WHAT YOU SHOULD DO → Pick out every line in the rows below that has the word "beach" in it, and copy each of those lines.

TASK INPUT →
════════════════════

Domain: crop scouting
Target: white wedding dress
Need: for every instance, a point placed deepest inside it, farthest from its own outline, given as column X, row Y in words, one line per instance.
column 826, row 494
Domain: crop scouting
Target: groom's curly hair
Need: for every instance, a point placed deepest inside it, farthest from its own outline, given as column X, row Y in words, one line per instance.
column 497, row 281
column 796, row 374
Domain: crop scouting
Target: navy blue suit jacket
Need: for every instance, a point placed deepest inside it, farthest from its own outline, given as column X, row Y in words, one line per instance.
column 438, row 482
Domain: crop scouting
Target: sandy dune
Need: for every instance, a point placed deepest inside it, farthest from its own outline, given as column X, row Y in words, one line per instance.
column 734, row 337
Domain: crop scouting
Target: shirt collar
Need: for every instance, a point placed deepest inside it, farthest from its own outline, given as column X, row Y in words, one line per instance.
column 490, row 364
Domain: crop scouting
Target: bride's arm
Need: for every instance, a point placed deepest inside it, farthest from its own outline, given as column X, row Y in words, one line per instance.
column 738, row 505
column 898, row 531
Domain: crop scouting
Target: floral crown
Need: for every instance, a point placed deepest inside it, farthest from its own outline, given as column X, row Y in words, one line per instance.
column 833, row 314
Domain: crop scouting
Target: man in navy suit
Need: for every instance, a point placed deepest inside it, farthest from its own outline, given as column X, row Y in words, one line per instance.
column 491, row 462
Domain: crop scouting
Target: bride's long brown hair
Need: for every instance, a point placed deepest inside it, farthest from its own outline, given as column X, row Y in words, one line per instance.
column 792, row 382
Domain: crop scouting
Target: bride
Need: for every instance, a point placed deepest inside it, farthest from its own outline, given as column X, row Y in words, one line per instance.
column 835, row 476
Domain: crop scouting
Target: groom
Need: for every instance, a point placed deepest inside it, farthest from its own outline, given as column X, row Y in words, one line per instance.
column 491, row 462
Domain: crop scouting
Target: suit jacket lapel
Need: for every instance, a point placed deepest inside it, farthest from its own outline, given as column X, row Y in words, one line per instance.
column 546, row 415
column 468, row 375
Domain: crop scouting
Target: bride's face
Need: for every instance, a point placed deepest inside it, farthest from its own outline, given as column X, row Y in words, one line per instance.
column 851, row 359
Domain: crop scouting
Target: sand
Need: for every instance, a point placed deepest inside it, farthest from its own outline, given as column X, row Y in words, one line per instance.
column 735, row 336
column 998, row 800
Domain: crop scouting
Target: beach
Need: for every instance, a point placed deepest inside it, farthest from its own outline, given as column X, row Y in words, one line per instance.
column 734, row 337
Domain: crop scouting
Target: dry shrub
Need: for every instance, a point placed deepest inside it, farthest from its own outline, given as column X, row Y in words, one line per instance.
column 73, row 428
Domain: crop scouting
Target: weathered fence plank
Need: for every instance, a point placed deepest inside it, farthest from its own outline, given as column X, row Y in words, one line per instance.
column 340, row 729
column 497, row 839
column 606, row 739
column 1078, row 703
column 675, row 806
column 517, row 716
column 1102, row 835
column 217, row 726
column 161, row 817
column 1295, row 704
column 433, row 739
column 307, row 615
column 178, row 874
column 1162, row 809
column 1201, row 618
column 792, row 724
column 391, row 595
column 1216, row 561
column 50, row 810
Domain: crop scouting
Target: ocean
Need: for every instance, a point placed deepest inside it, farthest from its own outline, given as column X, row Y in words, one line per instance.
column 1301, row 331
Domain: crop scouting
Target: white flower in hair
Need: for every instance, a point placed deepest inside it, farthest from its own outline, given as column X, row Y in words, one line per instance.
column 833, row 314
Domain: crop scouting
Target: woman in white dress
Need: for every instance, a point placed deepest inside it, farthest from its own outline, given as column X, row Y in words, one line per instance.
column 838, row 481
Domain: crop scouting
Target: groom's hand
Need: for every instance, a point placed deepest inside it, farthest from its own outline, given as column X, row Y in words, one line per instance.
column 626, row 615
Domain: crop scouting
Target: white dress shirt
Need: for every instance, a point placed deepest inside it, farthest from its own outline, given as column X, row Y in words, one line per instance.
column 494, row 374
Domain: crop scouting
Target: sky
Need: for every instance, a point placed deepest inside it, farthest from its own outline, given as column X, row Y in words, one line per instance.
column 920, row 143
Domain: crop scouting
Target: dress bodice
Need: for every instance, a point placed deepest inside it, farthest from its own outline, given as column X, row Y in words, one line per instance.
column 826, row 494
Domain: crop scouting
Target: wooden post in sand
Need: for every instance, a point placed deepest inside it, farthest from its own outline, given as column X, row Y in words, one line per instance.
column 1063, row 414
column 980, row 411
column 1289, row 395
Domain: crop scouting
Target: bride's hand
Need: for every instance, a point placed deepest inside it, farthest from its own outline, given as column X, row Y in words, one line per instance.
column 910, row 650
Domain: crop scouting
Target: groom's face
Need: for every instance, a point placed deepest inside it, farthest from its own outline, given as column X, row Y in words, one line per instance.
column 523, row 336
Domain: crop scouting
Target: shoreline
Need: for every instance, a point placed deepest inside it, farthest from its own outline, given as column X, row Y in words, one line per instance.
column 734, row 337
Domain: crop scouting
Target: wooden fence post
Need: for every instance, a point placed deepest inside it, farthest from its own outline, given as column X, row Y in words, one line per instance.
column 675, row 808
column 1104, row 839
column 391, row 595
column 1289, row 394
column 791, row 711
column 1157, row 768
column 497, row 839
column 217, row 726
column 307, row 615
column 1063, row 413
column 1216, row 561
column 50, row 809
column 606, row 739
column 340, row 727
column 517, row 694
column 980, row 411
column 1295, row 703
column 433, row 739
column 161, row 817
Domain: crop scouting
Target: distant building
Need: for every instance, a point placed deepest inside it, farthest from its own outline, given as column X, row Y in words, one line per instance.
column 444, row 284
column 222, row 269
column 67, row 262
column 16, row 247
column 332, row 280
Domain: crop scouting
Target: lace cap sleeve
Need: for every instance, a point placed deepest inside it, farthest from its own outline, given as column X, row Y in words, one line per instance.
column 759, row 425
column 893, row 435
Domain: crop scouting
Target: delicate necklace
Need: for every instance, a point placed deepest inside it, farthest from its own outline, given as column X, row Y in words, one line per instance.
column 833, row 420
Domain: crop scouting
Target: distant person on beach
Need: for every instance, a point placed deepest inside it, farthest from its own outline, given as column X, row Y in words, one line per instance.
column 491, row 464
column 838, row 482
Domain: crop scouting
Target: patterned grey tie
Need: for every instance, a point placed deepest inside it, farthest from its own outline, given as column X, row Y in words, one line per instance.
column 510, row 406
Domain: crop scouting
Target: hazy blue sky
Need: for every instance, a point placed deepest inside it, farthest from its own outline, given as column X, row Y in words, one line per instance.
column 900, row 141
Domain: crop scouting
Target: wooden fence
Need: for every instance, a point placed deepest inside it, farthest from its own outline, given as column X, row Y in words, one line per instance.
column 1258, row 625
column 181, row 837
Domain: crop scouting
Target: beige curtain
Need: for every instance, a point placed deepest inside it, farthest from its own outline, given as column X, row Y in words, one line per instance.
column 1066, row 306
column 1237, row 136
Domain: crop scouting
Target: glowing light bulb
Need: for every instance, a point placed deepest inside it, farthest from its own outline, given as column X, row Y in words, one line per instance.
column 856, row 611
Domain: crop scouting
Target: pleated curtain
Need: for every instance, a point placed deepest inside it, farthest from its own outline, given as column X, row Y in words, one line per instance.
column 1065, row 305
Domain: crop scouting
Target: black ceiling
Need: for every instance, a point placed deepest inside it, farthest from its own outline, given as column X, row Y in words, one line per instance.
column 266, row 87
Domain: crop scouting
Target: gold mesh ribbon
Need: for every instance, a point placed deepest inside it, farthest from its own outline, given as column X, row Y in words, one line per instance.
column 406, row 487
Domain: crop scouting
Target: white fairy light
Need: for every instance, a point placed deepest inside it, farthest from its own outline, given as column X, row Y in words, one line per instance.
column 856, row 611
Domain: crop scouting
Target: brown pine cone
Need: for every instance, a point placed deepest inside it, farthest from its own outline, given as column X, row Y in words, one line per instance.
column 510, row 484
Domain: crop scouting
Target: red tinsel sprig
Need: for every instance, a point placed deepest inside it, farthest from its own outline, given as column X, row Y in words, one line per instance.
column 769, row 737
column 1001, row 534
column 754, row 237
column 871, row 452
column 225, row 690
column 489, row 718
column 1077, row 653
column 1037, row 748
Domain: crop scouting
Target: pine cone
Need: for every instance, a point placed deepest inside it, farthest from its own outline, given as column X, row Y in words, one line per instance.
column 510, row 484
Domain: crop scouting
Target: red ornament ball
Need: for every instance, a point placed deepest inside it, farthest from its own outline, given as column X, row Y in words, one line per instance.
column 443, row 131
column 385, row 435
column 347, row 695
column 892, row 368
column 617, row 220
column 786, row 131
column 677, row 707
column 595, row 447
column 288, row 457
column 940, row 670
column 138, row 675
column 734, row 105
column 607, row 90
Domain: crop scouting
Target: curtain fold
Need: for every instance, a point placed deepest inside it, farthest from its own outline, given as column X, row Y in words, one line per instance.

════════════════════

OUTPUT FOR THIS TASK →
Target: beach
Target: distant person on beach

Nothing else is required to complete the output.